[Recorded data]
============

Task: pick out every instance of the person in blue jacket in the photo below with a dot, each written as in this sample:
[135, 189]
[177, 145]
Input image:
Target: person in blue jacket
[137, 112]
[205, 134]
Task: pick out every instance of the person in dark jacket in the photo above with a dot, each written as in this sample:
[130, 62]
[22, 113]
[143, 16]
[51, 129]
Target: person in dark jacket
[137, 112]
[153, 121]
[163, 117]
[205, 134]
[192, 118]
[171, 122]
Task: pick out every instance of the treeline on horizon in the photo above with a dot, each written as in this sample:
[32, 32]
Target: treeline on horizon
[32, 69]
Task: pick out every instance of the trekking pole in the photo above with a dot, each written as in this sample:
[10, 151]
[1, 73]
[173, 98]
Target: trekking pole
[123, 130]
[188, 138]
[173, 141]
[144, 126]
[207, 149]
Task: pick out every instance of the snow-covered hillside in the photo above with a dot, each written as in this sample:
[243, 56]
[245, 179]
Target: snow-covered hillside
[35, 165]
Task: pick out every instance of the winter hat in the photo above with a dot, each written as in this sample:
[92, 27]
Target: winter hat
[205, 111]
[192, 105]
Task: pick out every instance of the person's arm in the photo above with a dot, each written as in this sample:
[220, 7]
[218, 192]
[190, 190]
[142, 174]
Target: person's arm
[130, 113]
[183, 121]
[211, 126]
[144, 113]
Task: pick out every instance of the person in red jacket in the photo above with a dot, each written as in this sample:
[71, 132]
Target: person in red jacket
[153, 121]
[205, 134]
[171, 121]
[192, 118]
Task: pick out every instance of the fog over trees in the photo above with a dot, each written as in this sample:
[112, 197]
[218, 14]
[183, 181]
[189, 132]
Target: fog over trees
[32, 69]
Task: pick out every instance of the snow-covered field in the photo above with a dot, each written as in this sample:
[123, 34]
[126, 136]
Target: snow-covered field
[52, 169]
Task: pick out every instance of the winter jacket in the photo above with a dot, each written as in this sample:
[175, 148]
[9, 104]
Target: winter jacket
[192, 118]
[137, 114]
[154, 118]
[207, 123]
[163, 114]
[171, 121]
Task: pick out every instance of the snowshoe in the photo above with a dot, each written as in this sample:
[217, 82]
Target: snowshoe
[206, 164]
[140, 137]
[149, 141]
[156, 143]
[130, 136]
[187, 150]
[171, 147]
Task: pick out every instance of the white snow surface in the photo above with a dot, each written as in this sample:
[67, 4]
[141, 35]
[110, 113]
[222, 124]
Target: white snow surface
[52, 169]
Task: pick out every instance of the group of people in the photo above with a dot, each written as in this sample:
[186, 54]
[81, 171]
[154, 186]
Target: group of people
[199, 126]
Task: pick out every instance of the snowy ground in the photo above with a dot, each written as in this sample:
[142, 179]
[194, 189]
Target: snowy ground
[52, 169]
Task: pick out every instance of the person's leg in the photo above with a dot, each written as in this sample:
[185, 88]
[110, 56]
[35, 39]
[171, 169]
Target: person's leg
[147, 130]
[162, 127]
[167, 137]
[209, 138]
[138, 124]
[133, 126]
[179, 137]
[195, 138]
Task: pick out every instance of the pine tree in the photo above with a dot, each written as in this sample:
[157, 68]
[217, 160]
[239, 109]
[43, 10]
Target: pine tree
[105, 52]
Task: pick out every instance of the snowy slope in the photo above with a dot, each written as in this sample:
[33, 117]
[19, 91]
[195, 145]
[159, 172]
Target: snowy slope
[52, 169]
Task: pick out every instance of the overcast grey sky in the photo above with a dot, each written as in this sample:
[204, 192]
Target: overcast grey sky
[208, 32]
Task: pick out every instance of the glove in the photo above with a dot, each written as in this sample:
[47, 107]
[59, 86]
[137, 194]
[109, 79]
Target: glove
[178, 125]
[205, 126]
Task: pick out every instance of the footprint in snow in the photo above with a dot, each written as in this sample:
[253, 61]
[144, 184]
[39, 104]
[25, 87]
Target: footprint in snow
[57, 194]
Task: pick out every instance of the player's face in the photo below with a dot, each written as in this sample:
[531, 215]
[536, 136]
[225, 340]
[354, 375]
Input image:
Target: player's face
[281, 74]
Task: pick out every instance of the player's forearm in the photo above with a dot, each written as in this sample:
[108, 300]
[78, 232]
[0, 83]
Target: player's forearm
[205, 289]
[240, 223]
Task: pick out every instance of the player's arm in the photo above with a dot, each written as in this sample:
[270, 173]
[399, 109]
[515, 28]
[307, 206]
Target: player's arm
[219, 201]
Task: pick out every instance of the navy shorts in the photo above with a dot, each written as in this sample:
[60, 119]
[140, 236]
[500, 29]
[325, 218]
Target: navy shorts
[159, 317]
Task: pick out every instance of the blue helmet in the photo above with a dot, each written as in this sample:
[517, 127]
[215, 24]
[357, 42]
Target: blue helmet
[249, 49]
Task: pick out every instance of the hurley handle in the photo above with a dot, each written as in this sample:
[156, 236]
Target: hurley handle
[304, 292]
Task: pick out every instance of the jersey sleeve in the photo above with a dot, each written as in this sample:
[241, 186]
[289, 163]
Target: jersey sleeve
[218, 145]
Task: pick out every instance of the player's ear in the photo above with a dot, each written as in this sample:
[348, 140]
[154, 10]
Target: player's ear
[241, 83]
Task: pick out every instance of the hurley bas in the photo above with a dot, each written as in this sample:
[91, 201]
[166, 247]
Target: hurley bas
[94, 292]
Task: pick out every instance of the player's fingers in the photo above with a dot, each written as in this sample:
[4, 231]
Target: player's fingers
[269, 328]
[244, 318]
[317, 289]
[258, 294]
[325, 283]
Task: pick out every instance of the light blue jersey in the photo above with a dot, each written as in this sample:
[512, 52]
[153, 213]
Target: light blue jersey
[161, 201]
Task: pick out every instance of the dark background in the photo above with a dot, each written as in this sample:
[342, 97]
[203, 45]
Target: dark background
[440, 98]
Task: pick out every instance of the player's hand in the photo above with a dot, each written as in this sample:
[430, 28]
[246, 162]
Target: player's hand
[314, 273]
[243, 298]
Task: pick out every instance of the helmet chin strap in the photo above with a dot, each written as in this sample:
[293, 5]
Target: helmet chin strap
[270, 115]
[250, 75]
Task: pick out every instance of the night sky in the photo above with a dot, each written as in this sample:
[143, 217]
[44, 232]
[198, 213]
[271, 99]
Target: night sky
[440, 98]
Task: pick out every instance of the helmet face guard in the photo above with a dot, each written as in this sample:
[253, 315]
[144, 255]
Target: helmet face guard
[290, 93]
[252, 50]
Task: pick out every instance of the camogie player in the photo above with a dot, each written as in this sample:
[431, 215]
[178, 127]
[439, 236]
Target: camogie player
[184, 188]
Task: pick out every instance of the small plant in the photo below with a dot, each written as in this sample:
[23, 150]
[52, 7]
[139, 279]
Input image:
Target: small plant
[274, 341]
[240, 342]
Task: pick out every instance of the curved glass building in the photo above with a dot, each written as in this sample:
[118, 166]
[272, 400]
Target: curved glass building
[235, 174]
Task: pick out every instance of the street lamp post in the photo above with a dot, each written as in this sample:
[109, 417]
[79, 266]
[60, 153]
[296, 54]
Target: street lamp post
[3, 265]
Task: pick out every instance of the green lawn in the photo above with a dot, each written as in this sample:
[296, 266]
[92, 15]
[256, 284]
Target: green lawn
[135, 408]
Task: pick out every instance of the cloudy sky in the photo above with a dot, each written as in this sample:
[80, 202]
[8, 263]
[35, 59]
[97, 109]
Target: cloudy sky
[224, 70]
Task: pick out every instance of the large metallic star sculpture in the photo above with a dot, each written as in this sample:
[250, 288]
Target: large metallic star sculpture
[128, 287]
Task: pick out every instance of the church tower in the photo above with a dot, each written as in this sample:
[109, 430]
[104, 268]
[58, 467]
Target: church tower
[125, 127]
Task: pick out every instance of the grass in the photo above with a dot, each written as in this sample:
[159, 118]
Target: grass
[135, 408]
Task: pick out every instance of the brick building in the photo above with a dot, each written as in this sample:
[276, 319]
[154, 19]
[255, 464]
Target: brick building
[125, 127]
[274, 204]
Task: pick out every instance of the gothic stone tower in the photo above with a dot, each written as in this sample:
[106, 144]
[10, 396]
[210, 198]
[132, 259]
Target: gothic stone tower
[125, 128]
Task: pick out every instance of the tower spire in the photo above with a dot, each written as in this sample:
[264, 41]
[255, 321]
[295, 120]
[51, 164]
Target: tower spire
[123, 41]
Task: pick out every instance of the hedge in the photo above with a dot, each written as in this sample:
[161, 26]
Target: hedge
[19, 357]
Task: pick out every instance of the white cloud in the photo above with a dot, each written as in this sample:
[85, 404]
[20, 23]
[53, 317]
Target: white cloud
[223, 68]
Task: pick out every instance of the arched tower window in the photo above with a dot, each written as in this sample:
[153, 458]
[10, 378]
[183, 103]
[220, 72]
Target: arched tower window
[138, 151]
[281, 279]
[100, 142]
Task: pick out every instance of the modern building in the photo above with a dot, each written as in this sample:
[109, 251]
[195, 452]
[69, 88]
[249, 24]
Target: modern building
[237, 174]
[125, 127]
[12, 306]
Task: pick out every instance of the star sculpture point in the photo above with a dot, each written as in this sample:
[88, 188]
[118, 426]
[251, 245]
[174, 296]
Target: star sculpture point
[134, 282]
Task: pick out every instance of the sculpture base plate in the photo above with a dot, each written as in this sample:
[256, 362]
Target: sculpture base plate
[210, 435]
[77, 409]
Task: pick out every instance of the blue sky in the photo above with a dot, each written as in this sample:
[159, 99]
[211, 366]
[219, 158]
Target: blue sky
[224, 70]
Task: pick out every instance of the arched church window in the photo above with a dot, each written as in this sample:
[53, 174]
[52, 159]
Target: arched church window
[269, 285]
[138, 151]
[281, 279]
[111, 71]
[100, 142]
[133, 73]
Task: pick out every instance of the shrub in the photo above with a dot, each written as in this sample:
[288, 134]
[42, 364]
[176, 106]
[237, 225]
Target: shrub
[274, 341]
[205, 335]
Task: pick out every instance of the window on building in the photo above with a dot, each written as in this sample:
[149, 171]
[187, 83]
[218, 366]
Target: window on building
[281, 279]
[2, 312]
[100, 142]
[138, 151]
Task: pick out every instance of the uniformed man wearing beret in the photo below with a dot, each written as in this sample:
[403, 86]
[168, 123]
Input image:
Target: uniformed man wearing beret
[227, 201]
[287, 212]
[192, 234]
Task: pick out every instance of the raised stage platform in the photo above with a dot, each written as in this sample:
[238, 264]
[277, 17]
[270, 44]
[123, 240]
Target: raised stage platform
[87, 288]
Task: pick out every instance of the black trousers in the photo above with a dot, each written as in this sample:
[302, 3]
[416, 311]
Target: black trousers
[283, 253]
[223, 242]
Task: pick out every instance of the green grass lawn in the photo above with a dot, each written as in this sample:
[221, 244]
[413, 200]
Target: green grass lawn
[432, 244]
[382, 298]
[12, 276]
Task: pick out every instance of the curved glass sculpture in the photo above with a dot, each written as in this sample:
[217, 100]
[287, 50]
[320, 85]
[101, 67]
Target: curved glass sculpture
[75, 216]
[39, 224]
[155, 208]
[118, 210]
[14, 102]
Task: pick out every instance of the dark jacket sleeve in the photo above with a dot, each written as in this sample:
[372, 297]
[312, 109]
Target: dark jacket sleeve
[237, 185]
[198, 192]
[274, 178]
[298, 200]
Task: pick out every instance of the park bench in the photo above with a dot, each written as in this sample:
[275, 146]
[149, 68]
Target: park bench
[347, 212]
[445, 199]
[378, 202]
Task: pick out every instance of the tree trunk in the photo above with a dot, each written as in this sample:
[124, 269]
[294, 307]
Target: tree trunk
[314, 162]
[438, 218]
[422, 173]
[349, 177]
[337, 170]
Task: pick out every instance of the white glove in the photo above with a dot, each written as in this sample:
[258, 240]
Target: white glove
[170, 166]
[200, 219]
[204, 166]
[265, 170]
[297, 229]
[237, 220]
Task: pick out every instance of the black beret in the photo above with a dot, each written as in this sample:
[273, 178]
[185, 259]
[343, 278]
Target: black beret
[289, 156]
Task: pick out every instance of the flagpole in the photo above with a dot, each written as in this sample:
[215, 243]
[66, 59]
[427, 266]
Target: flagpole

============

Search the entries for the word "below", then list each line that holds it.

Task: pick out every instance of the person in blue jacket in the photo below with a dot, each written as in this sample:
Task: pick out every instance of the player's face in the photo below with a dot, each written as in this sample:
Task: pick out every instance of the small plant in the photo below with a dot, each written as in this sample:
Task: pick out every instance of the uniformed man wearing beret in the photo below with a dot, each written as in this sample:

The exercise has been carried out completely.